## Text segment
▶
CBS News
Charles Osgood, veteran CBS newsman and longtime host of “Sunday Morning,” dies at 91
Award-winning journalist Charles Osgood, who anchored “CBS Sunday Morning” for 22 years and was host of the long-running radio program “The Osgood File,” died Tuesday at home in New Jersey. He was 91.
The cause of death was dementia, his family said.
Osgood, a gifted news writer, poet and author, spent 45 years at CBS News before retiring in September 2016. Osgood began anchoring “CBS Sunday Morning” in 1994. During his run on the show it reached its highest ratings levels in three decades, and three times earned the Daytime Emmy as Outstanding Morning Program.
“For years now people — even friends and family — have been asking me why I keep doing this considering my age,” Osgood said when he retired in 2016 at 84. “It’s just that it’s been such a joy doing it! Who wouldn’t want to be the one who gets to introduce these terrific storytellers and the producers and writers and others who put this wonderful show together.”
Osgood said then it has “been a great run.”
◀
## Given entries
▶
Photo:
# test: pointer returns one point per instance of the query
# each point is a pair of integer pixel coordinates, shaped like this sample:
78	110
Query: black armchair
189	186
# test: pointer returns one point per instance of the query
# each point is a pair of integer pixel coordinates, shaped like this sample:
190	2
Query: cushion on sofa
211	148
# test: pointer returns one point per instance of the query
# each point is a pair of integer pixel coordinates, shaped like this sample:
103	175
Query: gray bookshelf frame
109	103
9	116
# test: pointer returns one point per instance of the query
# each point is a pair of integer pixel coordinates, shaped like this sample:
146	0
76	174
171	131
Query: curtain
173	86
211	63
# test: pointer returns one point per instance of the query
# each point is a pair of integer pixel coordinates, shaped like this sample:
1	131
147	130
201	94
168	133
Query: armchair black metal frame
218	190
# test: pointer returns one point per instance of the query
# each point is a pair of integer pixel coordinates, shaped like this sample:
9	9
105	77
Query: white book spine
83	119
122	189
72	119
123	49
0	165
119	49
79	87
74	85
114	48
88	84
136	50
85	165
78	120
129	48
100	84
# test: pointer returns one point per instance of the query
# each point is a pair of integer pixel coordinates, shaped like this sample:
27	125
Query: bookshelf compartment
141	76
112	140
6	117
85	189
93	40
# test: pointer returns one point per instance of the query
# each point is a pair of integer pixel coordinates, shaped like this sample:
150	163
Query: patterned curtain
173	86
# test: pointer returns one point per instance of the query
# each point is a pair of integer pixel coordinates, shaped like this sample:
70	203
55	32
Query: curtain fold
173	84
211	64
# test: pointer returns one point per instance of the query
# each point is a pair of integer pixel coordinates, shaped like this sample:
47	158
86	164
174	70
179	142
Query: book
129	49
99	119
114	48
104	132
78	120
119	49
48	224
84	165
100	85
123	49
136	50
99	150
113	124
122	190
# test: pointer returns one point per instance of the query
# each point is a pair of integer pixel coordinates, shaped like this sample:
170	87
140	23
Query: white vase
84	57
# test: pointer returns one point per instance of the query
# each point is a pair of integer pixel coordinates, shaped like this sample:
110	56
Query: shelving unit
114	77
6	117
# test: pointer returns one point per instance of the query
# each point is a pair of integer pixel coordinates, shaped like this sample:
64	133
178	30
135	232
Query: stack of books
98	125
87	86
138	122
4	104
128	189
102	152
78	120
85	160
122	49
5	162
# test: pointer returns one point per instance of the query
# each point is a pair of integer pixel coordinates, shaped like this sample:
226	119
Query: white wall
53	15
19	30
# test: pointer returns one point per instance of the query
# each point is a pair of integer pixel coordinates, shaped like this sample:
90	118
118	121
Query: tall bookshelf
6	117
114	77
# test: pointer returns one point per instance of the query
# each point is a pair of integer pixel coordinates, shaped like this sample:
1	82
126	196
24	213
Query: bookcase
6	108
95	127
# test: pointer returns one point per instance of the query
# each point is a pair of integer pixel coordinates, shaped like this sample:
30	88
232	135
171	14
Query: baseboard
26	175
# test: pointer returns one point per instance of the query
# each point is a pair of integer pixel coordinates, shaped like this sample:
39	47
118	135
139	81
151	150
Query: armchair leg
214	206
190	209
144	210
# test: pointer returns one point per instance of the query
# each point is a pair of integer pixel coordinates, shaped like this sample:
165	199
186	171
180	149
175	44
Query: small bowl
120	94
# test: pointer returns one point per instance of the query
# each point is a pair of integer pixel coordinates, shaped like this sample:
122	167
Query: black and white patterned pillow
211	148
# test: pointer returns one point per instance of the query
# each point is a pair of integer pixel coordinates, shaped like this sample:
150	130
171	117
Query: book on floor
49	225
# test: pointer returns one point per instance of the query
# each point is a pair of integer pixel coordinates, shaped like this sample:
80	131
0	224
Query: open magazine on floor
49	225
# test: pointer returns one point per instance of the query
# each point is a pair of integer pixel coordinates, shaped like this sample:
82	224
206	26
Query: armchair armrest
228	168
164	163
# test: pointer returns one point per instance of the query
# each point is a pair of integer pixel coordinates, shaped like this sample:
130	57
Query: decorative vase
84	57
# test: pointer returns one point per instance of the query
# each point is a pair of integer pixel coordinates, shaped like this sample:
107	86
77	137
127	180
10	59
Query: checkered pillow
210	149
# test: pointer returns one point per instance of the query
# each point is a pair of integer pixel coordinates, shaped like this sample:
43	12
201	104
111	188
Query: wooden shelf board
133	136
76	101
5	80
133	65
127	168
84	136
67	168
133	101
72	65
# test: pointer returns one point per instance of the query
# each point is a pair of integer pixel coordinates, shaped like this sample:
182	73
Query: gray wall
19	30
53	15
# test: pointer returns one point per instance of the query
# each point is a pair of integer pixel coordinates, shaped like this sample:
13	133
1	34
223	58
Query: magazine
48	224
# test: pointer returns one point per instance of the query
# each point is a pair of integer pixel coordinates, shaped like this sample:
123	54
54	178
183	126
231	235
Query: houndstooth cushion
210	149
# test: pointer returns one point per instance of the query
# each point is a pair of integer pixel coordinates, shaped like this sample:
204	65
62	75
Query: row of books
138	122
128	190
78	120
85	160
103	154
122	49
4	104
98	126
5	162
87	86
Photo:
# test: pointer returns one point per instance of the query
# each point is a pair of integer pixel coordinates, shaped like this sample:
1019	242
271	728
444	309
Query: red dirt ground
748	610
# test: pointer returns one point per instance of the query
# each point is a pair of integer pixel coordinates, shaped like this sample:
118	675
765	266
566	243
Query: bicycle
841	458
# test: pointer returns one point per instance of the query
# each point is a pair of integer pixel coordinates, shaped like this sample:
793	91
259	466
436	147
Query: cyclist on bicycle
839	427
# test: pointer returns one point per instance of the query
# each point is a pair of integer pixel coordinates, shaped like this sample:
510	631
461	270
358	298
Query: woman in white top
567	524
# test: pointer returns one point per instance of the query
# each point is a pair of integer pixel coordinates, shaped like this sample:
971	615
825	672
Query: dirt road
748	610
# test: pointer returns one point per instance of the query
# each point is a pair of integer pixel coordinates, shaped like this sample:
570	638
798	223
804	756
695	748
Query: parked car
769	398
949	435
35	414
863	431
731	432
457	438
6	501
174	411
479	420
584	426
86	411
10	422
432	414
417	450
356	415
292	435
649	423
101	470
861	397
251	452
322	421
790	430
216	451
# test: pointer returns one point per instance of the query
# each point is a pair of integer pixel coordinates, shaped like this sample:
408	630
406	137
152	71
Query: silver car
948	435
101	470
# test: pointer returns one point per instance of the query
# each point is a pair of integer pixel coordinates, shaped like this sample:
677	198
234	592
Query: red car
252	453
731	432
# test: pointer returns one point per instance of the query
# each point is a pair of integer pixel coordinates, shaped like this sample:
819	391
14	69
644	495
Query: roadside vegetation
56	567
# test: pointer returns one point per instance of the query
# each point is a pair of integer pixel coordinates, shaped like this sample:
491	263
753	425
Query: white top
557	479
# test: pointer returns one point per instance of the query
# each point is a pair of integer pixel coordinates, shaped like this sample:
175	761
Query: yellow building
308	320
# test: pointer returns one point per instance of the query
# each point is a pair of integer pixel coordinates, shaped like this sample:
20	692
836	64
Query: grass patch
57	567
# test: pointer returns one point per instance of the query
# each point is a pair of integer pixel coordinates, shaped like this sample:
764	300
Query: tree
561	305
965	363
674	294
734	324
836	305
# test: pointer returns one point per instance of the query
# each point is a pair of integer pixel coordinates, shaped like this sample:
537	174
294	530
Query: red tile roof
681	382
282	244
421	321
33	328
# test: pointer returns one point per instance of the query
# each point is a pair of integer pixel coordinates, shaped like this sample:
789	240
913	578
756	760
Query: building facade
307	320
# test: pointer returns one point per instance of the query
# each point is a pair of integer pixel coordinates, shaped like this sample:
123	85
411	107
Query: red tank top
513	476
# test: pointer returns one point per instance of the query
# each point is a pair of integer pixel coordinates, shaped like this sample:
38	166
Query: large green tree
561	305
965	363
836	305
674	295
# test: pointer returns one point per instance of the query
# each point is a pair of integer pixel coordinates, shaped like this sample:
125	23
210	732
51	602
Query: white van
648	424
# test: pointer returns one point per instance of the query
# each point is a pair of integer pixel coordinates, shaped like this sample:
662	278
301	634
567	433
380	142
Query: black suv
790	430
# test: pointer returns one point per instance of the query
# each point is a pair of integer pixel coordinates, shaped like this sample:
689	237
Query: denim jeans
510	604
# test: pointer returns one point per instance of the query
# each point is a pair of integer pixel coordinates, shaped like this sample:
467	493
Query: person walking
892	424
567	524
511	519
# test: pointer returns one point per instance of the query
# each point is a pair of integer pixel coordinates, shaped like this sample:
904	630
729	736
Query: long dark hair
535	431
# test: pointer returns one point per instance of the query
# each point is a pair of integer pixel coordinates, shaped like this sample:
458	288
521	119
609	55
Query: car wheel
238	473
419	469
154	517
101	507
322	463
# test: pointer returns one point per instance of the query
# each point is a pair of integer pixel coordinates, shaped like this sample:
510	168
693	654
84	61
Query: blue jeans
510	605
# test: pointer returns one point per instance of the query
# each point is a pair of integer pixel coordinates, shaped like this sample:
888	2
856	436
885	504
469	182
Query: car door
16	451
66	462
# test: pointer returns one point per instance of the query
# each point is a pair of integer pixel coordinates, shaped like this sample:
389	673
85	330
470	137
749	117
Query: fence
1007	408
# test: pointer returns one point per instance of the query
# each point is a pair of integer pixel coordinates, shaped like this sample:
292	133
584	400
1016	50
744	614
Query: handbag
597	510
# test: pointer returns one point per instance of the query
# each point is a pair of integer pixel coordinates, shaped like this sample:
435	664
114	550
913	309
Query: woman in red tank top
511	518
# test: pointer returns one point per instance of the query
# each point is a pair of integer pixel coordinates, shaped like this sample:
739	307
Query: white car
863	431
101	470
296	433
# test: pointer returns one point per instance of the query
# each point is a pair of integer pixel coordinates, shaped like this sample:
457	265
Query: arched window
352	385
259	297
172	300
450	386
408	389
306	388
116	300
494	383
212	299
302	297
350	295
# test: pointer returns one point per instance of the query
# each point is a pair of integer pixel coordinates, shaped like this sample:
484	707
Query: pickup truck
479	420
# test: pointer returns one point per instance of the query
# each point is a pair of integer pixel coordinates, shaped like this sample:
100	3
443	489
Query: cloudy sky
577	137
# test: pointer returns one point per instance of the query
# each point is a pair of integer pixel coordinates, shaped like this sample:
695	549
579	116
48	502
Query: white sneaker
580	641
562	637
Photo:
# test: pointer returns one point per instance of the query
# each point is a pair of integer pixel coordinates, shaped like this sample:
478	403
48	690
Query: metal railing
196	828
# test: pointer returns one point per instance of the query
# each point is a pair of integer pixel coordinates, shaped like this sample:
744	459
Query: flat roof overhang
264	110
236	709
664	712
◀
## Exercise requirements
A – In the Charles Osgood obituary, what year did Osgood begin anchoring "CBS Sunday Morning"?
B – Write the next part of the Charles Osgood obituary, starting after its final sentence.

## Answers
A – 1994

B –
He interviewed such luminaries as chef Julia Child, graffiti artist-turned-gallery star Keith Haring, painter Andrew Wyeth, sculptor Louise Nevelson, and singer-songwriter Sting.
Osgood’s love of poetry and of music were also on display in “Sunday Morning,” whether it was his playful prose, or playing Christmas carols on the piano during the show’s holiday broadcasts.
Often referred to as CBS News’ poet-in-residence, Osgood was called “one of the last great broadcast writers” by Charles Kuralt, whom Osgood succeeded as host of the Sunday morning magazine program in 1994. But he did more than carry on a great American oral tradition; he could also play piano, organ, banjo, violin, and was an accomplished composer and lyricist who could also sing along. He employed his many talents inside and outside CBS, sometimes performing with professional orchestras such as The New York Pops, The Boston Pops and The Mormon Tabernacle Choir.
“To say there’s no one like Charles Osgood is an understatement,” said “Sunday Morning” executive producer Rand Morrison. “He embodied the heart and soul of ‘Sunday Morning.’ His signature bow tie, his poetry … just his presence was special for the audience, and for those of us who worked with him. At the piano, Charlie put our lives to music. Truly, he was one of a kind – in every sense.”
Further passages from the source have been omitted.